* Stated exercise A *
According to the passage on experimental scores, in which decade did these radical methods gain significant prominence?

* Page excerpt *
▬▬▬

These radical methods, linked to movements such as the neo-avant-garde, neo-Dadaism, intermedia, Fluxus, and postmodernism, gained significant prominence during the 1960s. From New York to Europe, East Asia, and Latin America, these experimental approaches became foundational to global trends in contemporary art and performance.

The Scores Project: Experimental Notation in Music, Art, Poetry, and Dance, 1950–1975 (Getty Research Institute, FREE) is a groundbreaking digital publication offering an in-depth exploration of the mid-20th-century’s experimental scores. Featuring the work of renowned artists such as John Cage, George Brecht, Sylvano Bussotti, Morton Feldman, Allan Kaprow, Alison Knowles, Jackson Mac Low, Benjamin Patterson, Yvonne Rainer, Mieko Shiomi, David Tudor, and La Monte Young, The Scores Project also includes a complete digital edition of a rare pre-publication proof of An Anthology of Chance Operations (1962–63). Ambitious, provocative, and playful, this publication is an invaluable resource for scholars and students seeking to understand this historically complex and innovative moment in art history.

▬▬▬

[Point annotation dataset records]
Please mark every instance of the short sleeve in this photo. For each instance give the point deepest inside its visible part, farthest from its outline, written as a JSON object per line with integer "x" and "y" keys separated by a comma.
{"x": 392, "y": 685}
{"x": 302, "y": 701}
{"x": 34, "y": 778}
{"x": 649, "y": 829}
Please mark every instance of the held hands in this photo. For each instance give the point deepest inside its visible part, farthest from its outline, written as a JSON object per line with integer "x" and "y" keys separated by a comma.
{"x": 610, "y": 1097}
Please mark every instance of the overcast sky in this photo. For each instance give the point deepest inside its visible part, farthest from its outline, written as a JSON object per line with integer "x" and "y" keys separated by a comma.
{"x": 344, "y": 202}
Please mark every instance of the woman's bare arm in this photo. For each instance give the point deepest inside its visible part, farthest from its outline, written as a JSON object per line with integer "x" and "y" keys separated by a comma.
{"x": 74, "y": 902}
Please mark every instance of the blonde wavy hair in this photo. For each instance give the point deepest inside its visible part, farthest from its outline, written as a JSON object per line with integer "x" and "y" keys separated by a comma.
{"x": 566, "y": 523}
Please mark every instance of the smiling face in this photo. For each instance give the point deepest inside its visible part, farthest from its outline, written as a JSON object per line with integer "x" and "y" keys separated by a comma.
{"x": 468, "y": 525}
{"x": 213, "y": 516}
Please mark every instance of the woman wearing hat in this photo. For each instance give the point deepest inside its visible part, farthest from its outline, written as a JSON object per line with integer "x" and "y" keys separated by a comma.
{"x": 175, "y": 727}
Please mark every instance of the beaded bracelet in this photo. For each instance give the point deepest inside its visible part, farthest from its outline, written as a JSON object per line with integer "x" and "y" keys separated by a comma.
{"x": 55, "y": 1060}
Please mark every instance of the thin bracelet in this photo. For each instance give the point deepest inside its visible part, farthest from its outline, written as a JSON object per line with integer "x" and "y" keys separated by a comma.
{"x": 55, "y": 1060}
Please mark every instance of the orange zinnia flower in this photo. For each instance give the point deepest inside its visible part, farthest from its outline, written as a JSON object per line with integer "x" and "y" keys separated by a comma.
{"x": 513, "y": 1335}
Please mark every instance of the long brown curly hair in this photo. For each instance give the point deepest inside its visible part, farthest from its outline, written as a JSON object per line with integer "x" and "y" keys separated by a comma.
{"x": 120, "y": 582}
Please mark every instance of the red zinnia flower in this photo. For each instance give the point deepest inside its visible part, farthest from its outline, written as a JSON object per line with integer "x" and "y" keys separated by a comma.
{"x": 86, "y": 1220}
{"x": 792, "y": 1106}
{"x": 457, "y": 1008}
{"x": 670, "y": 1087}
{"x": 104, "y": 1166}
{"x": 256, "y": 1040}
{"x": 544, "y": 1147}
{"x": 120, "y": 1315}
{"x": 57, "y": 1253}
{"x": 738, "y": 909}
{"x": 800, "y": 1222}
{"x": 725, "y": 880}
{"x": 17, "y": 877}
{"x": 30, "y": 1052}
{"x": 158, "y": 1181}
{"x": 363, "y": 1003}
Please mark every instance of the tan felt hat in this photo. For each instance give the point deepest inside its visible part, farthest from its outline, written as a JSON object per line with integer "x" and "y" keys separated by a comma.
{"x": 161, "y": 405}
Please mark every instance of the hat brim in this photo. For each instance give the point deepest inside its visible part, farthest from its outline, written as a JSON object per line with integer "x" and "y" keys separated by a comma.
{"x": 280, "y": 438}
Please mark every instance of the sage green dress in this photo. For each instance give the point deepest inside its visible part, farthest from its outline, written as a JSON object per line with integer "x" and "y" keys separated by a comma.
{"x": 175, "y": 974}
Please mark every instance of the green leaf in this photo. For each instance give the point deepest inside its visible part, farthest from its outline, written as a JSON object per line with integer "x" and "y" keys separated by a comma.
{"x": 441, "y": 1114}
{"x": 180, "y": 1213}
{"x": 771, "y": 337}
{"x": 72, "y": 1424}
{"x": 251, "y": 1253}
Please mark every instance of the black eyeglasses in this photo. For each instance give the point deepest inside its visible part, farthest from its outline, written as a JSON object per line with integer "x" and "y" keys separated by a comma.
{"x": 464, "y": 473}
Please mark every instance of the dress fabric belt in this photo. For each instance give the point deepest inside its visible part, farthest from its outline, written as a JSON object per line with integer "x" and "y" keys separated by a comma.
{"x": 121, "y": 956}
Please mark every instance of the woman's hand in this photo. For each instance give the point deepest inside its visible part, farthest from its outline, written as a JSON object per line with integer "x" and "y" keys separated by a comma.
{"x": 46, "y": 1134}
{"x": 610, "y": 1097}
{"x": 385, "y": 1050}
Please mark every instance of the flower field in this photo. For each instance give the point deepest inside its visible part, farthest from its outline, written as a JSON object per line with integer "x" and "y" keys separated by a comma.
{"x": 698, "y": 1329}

▬▬▬

* Stated exercise B *
Retype the lines of the listing from the line containing "Please mark every instance of the woman's hand" through the end of the listing.

* Written answer A *
The 1960s.

* Written answer B *
Please mark every instance of the woman's hand in this photo. For each instance give the point deepest inside its visible part, farthest from its outline, written as a JSON object per line with integer "x" and "y" keys separated by a comma.
{"x": 46, "y": 1134}
{"x": 610, "y": 1097}
{"x": 385, "y": 1050}
Please mark every instance of the flower field in this photo. For each instance give the point deepest inside its visible part, farthest from its outline, written as a JSON object per line with integer "x" and "y" keys separated by a comma.
{"x": 698, "y": 1329}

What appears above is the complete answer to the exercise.